(Stored items)
==*==
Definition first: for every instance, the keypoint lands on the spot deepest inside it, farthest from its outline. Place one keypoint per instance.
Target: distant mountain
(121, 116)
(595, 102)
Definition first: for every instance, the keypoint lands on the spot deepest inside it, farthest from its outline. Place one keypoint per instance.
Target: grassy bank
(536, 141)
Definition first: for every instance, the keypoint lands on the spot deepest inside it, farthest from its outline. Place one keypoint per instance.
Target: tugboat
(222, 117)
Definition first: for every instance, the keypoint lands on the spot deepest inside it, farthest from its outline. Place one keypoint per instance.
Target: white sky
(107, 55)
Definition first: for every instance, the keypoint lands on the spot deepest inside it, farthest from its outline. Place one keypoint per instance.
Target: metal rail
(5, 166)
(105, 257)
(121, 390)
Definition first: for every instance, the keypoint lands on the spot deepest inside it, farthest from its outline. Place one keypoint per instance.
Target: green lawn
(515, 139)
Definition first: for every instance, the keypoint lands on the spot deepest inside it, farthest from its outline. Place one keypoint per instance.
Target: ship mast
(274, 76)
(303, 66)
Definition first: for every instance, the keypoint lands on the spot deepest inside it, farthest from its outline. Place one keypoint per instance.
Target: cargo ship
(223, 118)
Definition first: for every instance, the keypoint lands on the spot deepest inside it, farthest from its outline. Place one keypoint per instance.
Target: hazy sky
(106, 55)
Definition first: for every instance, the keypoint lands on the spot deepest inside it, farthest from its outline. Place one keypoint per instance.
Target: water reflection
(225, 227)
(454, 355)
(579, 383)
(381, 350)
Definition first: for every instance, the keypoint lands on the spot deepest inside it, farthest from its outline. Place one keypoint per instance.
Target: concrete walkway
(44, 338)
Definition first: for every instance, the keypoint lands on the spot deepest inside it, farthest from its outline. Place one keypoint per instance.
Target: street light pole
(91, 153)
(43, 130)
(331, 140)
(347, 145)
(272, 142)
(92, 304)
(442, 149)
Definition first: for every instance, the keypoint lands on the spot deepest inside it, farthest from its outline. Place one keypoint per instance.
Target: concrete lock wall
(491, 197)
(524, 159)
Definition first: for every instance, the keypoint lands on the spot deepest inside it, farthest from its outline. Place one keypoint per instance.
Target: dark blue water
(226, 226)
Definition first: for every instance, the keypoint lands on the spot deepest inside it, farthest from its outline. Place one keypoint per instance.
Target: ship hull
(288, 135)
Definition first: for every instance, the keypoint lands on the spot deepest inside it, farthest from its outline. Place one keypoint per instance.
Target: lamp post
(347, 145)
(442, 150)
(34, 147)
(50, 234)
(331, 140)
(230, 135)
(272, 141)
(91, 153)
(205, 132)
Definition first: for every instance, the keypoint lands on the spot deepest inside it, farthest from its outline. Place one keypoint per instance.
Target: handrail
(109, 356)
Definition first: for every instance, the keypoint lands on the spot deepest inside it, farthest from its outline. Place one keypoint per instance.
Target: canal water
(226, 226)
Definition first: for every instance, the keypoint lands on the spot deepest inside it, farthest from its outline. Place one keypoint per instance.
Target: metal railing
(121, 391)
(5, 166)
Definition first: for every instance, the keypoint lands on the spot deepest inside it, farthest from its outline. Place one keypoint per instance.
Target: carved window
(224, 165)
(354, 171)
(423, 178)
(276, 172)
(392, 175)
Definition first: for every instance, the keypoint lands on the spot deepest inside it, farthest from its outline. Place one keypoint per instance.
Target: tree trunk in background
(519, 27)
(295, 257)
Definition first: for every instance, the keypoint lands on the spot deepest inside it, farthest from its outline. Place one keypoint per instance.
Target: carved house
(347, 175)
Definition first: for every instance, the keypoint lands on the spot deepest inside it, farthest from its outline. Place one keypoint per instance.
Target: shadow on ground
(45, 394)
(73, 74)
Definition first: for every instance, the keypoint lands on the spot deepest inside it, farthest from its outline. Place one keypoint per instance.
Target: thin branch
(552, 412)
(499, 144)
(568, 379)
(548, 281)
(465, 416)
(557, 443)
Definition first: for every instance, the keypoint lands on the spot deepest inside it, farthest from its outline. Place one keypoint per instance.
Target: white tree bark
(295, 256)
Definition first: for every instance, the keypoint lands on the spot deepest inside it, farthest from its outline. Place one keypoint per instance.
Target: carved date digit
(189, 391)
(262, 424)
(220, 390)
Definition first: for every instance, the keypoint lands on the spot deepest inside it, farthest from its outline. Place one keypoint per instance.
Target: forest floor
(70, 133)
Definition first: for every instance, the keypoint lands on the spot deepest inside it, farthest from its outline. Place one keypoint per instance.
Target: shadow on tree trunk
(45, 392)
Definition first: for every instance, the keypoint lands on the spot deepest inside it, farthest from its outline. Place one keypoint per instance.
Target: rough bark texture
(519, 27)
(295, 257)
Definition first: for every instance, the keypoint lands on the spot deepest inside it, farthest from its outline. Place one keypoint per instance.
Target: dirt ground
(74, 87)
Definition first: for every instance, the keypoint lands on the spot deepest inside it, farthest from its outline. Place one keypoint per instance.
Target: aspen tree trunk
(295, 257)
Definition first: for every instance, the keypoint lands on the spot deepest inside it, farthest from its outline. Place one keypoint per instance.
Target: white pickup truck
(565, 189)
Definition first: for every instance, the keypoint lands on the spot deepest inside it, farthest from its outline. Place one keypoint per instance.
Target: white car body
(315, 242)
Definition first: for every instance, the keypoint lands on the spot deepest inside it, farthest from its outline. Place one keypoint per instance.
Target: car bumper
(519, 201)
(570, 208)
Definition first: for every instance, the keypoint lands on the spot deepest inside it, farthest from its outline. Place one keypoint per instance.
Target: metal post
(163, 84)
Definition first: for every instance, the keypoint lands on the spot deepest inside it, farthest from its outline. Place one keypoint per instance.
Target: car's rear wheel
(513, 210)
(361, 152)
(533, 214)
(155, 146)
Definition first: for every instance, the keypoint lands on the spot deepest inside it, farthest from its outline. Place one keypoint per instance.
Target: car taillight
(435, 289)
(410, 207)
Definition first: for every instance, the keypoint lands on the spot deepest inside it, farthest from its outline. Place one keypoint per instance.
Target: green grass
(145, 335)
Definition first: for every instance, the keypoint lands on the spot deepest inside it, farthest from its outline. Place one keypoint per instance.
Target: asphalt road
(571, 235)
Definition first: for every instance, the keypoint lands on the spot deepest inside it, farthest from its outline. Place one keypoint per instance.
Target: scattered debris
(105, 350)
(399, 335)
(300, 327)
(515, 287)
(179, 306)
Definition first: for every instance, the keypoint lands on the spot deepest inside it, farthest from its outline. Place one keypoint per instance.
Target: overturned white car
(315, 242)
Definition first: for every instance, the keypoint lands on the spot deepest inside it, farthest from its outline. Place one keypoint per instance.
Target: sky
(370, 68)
==*==
PROBLEM TO SOLVE → Every entry above must appear again in the reply, exactly as it stands.

ANSWER TO THE PROBLEM →
Definition first: for every instance, the keypoint lands on the spot deepest inside it, farthest from its outline. Place one keypoint per instance.
Target: distant mountain
(121, 116)
(595, 102)
Definition first: for every instance, the keypoint lands on the spot deepest inside it, farthest from its outline. Place one keypoint per instance.
Target: grassy bank
(536, 141)
Definition first: for every instance, the keypoint lands on the spot deepest inside it, farthest from its outline. Place one keypoint per instance.
Target: tugboat
(222, 117)
Definition first: for every instance, the keypoint lands on the spot deepest inside it, farthest from its outline. Place one keypoint per instance.
Target: white sky
(107, 55)
Definition first: for every instance, the keypoint lands on the spot deepest inside it, farthest from its outline. Place one keypoint per instance.
Target: metal rail
(5, 166)
(105, 257)
(121, 390)
Definition first: for every instance, the keypoint lands on the spot deepest inside it, farthest from its outline. Place one keypoint per instance.
Target: green lawn
(515, 139)
Definition first: for every instance, the keypoint lands on the spot deepest inside it, farthest from its outline. Place one keypoint per instance.
Target: ship mast
(274, 76)
(303, 66)
Definition first: for every instance, the keypoint lands on the spot deepest inside it, farthest from its outline. Place one keypoint per instance.
Target: cargo ship
(223, 118)
Definition first: for every instance, the keypoint lands on the spot deepest inside it, farthest from its outline. Place one keypoint per instance.
Target: hazy sky
(106, 55)
Definition first: for every instance, the keypoint lands on the spot deepest inside it, farthest from its outline. Place one keypoint per instance.
Target: water reflection
(225, 227)
(454, 355)
(579, 383)
(381, 350)
Definition first: for every instance, the keypoint lands on the spot deepest inside it, farthest from its outline. Place one keypoint per instance.
Target: concrete walkway
(44, 338)
Definition first: for every instance, the keypoint lands on the spot deepest inside it, farthest from its outline. Place one keypoint per instance.
Target: street light pole
(91, 153)
(43, 130)
(331, 140)
(347, 145)
(272, 142)
(92, 304)
(442, 149)
Definition first: for every instance, the keypoint lands on the spot deepest inside it, farthest from its outline. Place one keypoint per instance.
Target: concrete lock wall
(491, 197)
(524, 159)
Definition first: for every instance, the keypoint lands on the spot deepest inside it, farthest from its outline. Place one keypoint per instance.
Target: dark blue water
(226, 226)
Definition first: for every instance, the keypoint lands on the spot deepest inside it, farthest from its outline. Place one keypoint per instance.
Target: ship hull
(288, 135)
Definition first: for every instance, the keypoint lands on the spot deepest inside it, farthest from its outline. Place one keypoint per instance.
Target: lamp post
(347, 145)
(442, 150)
(34, 147)
(50, 234)
(331, 140)
(230, 135)
(272, 141)
(91, 153)
(205, 132)
Definition first: for every instance, the keypoint lands on the spot deepest inside it, farthest from its outline. Place one keypoint per instance.
Target: handrail
(109, 356)
Definition first: for every instance, the keypoint lands on the spot deepest inside it, farthest from its outline. Place one keypoint per instance.
Target: canal water
(226, 226)
Definition first: for every instance, the keypoint lands on the spot deepest inside it, farthest from its outline. Place one keypoint per instance.
Target: metal railing
(121, 391)
(5, 166)
Definition first: for every instance, the keypoint lands on the spot deepest inside it, farthest from its outline. Place one keypoint per instance.
Target: carved window
(224, 165)
(354, 171)
(423, 178)
(276, 172)
(392, 175)
Definition first: for every instance, the keypoint lands on the spot deepest inside it, farthest from its outline. Place one keypoint per instance.
Target: tree trunk in background
(519, 27)
(295, 257)
Definition first: for every instance, the keypoint lands on the spot deepest inside it, farthest from its outline. Place one keypoint per instance.
Target: carved house
(347, 175)
Definition first: for every instance, the keypoint lands on the spot deepest inside it, farthest from its outline. Place one keypoint per instance.
Target: shadow on ground
(45, 394)
(73, 74)
Definition first: for every instance, the keypoint lands on the spot deepest inside it, farthest from its outline. Place one keypoint per instance.
Target: thin branch
(552, 412)
(499, 144)
(568, 379)
(548, 281)
(465, 416)
(557, 443)
Definition first: for every instance, the keypoint lands on the spot deepest inside it, farthest from its outline. Place one keypoint per instance.
Target: white tree bark
(295, 256)
Definition first: for every instance, the keypoint lands on the spot deepest inside it, farthest from its outline. Place one keypoint per instance.
Target: carved date digit
(189, 391)
(262, 424)
(220, 390)
Definition first: for every instance, the keypoint lands on the spot deepest inside it, farthest from its outline. Place one keypoint per instance.
Target: forest floor
(70, 133)
Definition first: for every instance, the keypoint lands on the spot deepest inside it, farthest from its outline. Place one keypoint per instance.
Target: shadow on tree trunk
(45, 392)
Definition first: for every instance, the keypoint lands on the spot deepest inside it, farthest from its outline. Place one keypoint per instance.
Target: rough bark texture
(519, 27)
(295, 257)
Definition first: for every instance, the keypoint lands on the spot deepest inside it, farthest from its outline. Place one keypoint per instance.
Target: dirt ground
(74, 87)
Definition first: for every instance, the keypoint lands on the spot deepest inside it, farthest from its outline. Place one keypoint per instance.
Target: aspen tree trunk
(295, 257)
Definition first: for every instance, the keypoint lands on the spot deepest inside it, farthest from its outline. Place one keypoint per instance.
Target: white pickup truck
(565, 189)
Definition first: for every instance, the keypoint lands on the spot deepest inside it, farthest from its outline. Place one keypoint per instance.
Target: white car body
(315, 242)
Definition first: for every instance, the keypoint lands on the spot deepest inside it, farthest from its outline. Place one keypoint per instance.
Target: car bumper
(519, 201)
(570, 208)
Definition first: for every instance, the keypoint lands on the spot deepest inside it, farthest from its outline. Place one keypoint per instance.
Target: metal post
(163, 84)
Definition first: for every instance, the keypoint lands on the spot deepest inside it, farthest from its outline. Place one keypoint per instance.
Target: car's rear wheel
(513, 210)
(361, 152)
(533, 214)
(155, 146)
Definition first: for every instance, the keypoint lands on the spot deepest inside it, farthest from its outline. Place one keypoint per instance.
Target: car taillight
(435, 289)
(410, 207)
Definition first: for every instance, the keypoint lands on the spot deepest inside it, farthest from its outline. Place one keypoint per instance.
Target: green grass
(145, 335)
Definition first: for every instance, the keypoint lands on the spot deepest inside it, farthest from its outline. Place one keypoint per instance.
Target: asphalt road
(571, 235)
Definition first: for every instance, the keypoint lands on the spot deepest inside it, farthest from its outline. Place one keypoint per instance.
Target: scattered debris
(105, 350)
(399, 335)
(300, 327)
(515, 287)
(179, 306)
Definition first: for every instance, the keypoint lands on the spot deepest inside it, farthest from its outline. Place one keypoint per instance.
Target: overturned white car
(315, 242)
Definition first: for every instance, the keypoint lands on the spot deepest inside it, farthest from its outline. Place one keypoint per instance.
Target: sky
(370, 68)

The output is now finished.